- **Data excerpts**

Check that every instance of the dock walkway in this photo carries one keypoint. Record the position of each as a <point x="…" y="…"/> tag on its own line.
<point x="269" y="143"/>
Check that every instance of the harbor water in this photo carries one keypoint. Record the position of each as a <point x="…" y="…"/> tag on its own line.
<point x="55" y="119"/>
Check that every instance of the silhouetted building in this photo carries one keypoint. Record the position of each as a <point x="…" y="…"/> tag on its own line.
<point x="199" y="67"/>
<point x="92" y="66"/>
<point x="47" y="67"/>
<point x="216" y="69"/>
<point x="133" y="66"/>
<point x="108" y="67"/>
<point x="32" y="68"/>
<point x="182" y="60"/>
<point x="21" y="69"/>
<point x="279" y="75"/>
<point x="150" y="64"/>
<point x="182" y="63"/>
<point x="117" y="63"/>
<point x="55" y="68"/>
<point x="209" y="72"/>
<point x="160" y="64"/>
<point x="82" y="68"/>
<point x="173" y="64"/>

- **Assignment**
Transcribe the entire listing above exactly as written.

- **Expected answer**
Check that every instance of the dock walkway in this photo carries one keypoint. Record the position of each as a <point x="…" y="…"/> tag on its own line.
<point x="269" y="143"/>
Check that every instance of the harbor water in this photo carries one keypoint. Record the position of each as a <point x="…" y="…"/> tag on its own line.
<point x="55" y="119"/>
Check that every instance of the silhouetted building in this photo carries one keypoint. Record the position of each as a <point x="…" y="…"/> tag on its own line.
<point x="199" y="67"/>
<point x="92" y="66"/>
<point x="47" y="67"/>
<point x="216" y="69"/>
<point x="133" y="66"/>
<point x="108" y="67"/>
<point x="32" y="68"/>
<point x="182" y="60"/>
<point x="21" y="69"/>
<point x="279" y="75"/>
<point x="150" y="64"/>
<point x="182" y="63"/>
<point x="117" y="63"/>
<point x="55" y="68"/>
<point x="209" y="72"/>
<point x="160" y="64"/>
<point x="82" y="68"/>
<point x="173" y="64"/>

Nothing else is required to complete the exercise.